* _PROBLEM STATEMENT_: Give every line of the records below as a numbered list. Skip blank lines and leave out the pictures.

(Data taken from a collection)
┄┄┄┄┄┄┄┄┄┄
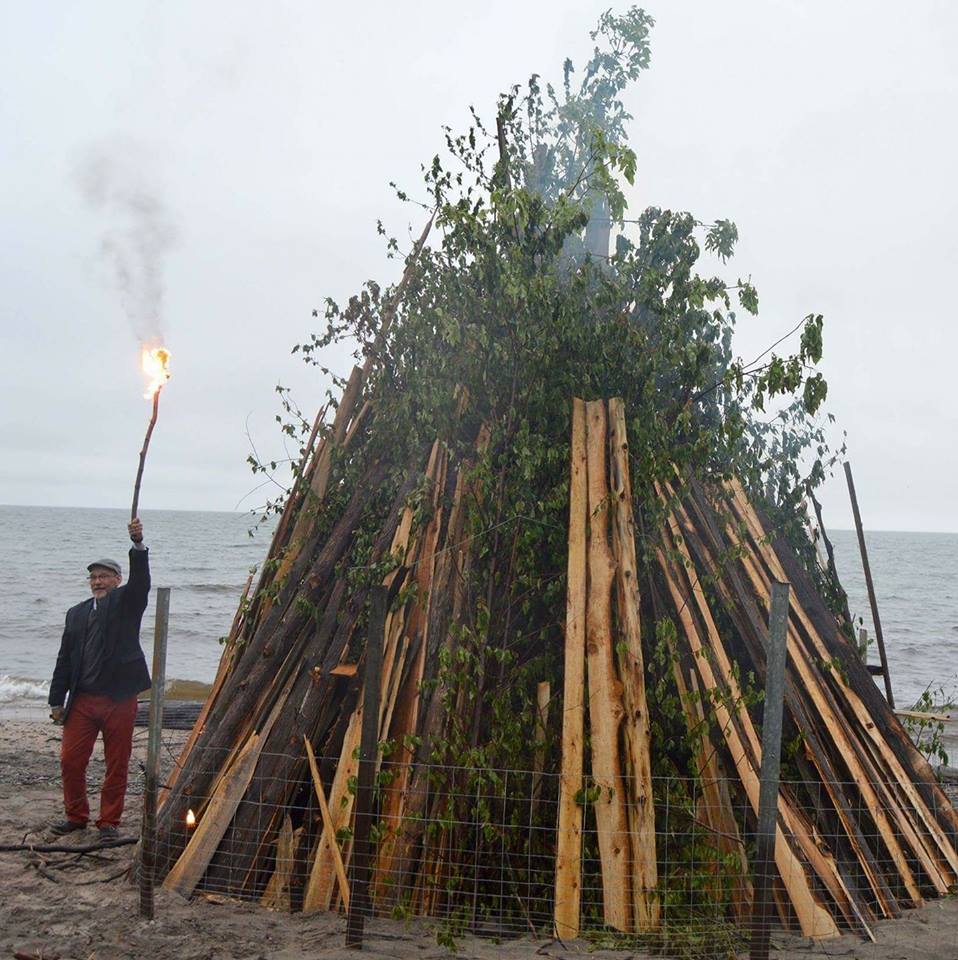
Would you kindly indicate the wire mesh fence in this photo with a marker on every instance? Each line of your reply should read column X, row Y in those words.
column 475, row 849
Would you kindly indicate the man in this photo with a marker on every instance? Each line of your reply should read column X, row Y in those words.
column 101, row 668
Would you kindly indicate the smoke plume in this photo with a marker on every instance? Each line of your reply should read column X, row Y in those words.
column 117, row 180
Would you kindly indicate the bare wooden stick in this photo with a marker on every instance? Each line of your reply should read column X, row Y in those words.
column 145, row 447
column 872, row 599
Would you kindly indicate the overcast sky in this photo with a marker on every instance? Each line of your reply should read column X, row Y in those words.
column 268, row 133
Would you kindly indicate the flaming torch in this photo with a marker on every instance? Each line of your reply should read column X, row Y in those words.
column 156, row 367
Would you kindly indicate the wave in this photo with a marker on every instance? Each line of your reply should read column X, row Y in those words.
┄┄┄┄┄┄┄┄┄┄
* _RESULT FOR THIS TASK_:
1. Would you kindly indicate the wire mesh fence in this photo with a marker on every instance? Each line of your reply should read column X, row Y in those words.
2. column 475, row 849
3. Would you kindly indicate the man in this photo with a marker on every instance? Each line of your reply should read column X, row Y in those words.
4. column 101, row 668
5. Would you kindly indicate the smoke plume in this photo with a marker on every instance? Each line of your reply should read column X, row Y in those words.
6. column 117, row 180
7. Would you kindly indicate the bare wooden stick in this photo with a marker on every instance? Each line of your reply should read column X, row Y in those words.
8. column 145, row 447
9. column 872, row 599
10. Would you kindly indicate the overcast sky in this photo with a marker on every instance? Each line of your reply should read column X, row Y in those words.
11. column 268, row 133
12. Would you kindly indicate the flaming torch in this photo with a marker on every instance? Each line of your reply should read column X, row Y in those words.
13. column 156, row 367
14. Would you kindly indicate the wave in this photo with a marker on every instance? Each line of your reply should read column X, row Y in those words.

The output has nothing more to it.